Aim of the exercise:
The answer must be an exact transcription of the lines below from the first through the one containing "Target: shop window", with the pictures left out; please add nothing else.
··· Provided records ···
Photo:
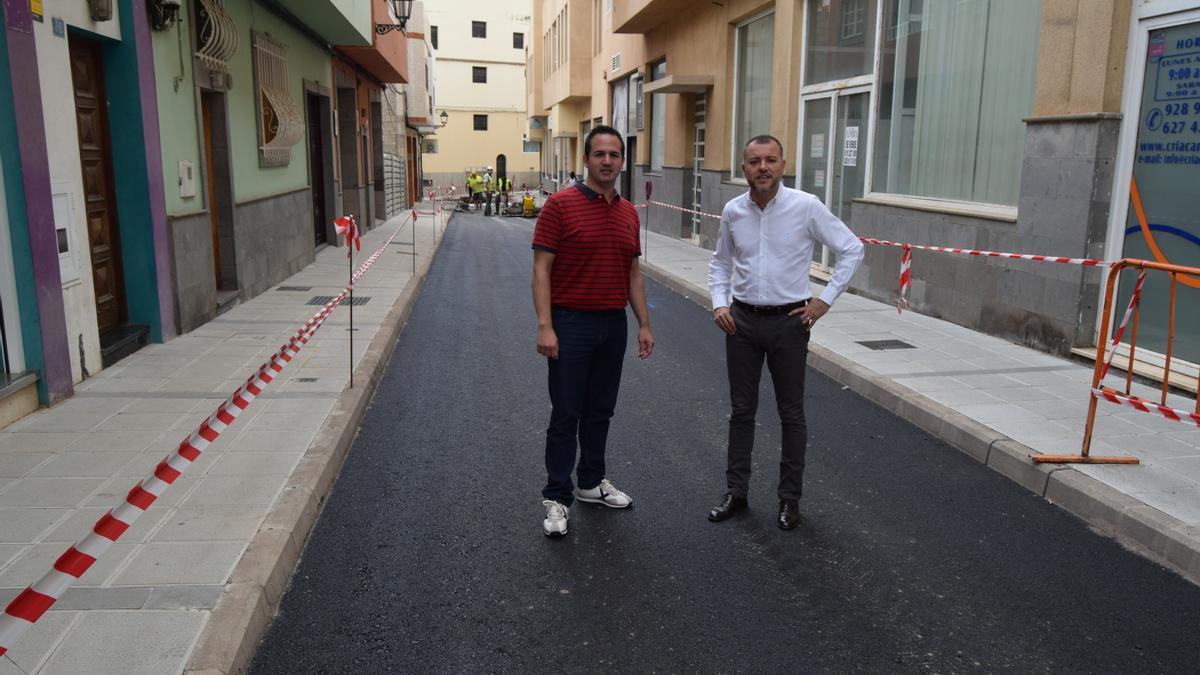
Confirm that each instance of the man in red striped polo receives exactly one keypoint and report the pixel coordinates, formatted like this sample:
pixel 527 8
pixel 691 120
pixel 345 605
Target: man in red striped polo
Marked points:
pixel 585 272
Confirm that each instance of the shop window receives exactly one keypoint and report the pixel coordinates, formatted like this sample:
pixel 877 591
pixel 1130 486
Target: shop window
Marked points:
pixel 853 19
pixel 751 87
pixel 658 120
pixel 954 83
pixel 840 40
pixel 280 121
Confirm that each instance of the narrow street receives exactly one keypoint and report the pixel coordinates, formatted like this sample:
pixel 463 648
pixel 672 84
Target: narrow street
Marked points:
pixel 911 556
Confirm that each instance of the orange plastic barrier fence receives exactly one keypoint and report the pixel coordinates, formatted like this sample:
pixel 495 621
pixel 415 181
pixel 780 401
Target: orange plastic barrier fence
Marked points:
pixel 1105 350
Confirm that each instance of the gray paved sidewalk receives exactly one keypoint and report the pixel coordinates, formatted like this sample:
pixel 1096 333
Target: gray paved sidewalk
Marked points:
pixel 1032 398
pixel 143 605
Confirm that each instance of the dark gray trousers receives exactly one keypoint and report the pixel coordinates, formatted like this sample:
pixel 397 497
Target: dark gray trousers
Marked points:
pixel 784 341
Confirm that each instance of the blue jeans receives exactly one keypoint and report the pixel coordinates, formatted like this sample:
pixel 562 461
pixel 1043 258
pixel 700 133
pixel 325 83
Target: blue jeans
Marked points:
pixel 583 383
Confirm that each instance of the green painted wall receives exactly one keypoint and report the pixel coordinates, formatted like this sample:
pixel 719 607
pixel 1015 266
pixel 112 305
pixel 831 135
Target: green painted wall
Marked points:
pixel 178 118
pixel 306 60
pixel 178 109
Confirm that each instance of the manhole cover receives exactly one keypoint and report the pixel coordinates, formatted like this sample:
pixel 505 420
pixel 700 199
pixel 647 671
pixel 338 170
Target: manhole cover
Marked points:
pixel 880 345
pixel 325 299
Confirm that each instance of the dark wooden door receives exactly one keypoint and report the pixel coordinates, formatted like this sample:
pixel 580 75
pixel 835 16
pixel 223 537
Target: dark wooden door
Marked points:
pixel 317 168
pixel 95 159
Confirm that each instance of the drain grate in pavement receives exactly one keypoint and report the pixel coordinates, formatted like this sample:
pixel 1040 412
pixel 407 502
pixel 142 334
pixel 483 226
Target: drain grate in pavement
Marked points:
pixel 880 345
pixel 324 299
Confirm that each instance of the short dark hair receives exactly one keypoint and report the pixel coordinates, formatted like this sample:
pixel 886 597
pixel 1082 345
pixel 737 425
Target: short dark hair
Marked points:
pixel 761 139
pixel 597 131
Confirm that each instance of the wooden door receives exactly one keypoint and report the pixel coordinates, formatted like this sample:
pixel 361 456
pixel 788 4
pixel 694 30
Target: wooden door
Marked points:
pixel 317 168
pixel 210 183
pixel 95 159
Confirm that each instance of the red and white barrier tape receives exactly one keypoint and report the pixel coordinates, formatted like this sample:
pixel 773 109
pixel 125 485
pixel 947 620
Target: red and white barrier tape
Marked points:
pixel 905 278
pixel 672 207
pixel 906 256
pixel 1146 406
pixel 28 607
pixel 1089 262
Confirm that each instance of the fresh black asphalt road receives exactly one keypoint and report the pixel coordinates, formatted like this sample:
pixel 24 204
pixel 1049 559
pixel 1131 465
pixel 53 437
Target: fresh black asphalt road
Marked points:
pixel 911 557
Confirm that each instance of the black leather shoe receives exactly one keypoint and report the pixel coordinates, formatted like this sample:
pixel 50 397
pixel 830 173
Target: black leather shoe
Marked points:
pixel 729 507
pixel 789 514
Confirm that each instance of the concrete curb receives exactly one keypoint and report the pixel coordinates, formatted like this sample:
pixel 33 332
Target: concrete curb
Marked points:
pixel 1139 527
pixel 251 598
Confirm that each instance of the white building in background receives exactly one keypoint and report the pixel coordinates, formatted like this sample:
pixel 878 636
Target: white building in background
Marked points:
pixel 480 51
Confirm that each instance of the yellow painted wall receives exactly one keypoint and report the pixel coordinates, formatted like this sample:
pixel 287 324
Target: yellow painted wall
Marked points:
pixel 460 145
pixel 702 42
pixel 1081 57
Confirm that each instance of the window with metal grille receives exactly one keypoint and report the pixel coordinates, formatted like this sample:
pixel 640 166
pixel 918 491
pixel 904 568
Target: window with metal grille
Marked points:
pixel 280 121
pixel 853 19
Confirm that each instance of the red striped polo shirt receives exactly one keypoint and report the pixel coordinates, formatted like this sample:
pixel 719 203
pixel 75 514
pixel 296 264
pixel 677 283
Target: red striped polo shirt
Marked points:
pixel 594 243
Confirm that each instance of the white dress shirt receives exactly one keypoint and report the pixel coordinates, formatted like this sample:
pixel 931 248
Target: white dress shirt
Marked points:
pixel 763 255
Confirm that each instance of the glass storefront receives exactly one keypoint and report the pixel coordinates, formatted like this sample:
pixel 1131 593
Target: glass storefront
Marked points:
pixel 751 95
pixel 1162 223
pixel 955 79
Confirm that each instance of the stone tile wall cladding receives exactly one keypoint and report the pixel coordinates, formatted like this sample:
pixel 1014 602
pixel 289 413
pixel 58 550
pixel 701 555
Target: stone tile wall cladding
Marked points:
pixel 275 240
pixel 196 291
pixel 1063 210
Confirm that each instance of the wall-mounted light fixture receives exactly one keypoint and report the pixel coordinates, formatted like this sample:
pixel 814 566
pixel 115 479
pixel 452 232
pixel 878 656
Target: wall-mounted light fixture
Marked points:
pixel 163 13
pixel 403 10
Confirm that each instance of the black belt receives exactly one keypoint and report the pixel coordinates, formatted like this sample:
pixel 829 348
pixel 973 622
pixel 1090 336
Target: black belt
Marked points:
pixel 768 309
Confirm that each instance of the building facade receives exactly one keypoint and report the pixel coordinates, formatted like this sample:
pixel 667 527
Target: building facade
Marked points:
pixel 271 129
pixel 1009 126
pixel 161 160
pixel 480 51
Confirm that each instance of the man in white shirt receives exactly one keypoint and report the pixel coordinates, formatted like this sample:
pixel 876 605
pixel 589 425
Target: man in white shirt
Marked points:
pixel 762 258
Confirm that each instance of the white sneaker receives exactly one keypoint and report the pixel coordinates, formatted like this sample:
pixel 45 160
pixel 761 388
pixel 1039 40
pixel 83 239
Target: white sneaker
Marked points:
pixel 605 494
pixel 556 518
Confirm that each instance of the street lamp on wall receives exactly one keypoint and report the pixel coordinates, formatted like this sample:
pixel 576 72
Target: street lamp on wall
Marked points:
pixel 402 10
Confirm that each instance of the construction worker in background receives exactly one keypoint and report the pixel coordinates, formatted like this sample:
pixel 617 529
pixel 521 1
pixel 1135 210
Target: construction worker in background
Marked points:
pixel 474 186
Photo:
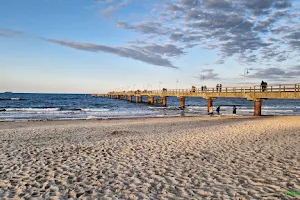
···
Response to this task:
Photo:
Confirm that each instance of the man in red striped polo receives exactly one keypoint and report the pixel coordinates, formatted like this sample:
pixel 527 8
pixel 691 120
pixel 345 605
Target: man in red striped polo
Marked points:
pixel 585 272
Confirm that each instance of the shop window receives exactly one keypoint and report the pixel coordinates, formatted like this sample:
pixel 877 591
pixel 1130 486
Target: shop window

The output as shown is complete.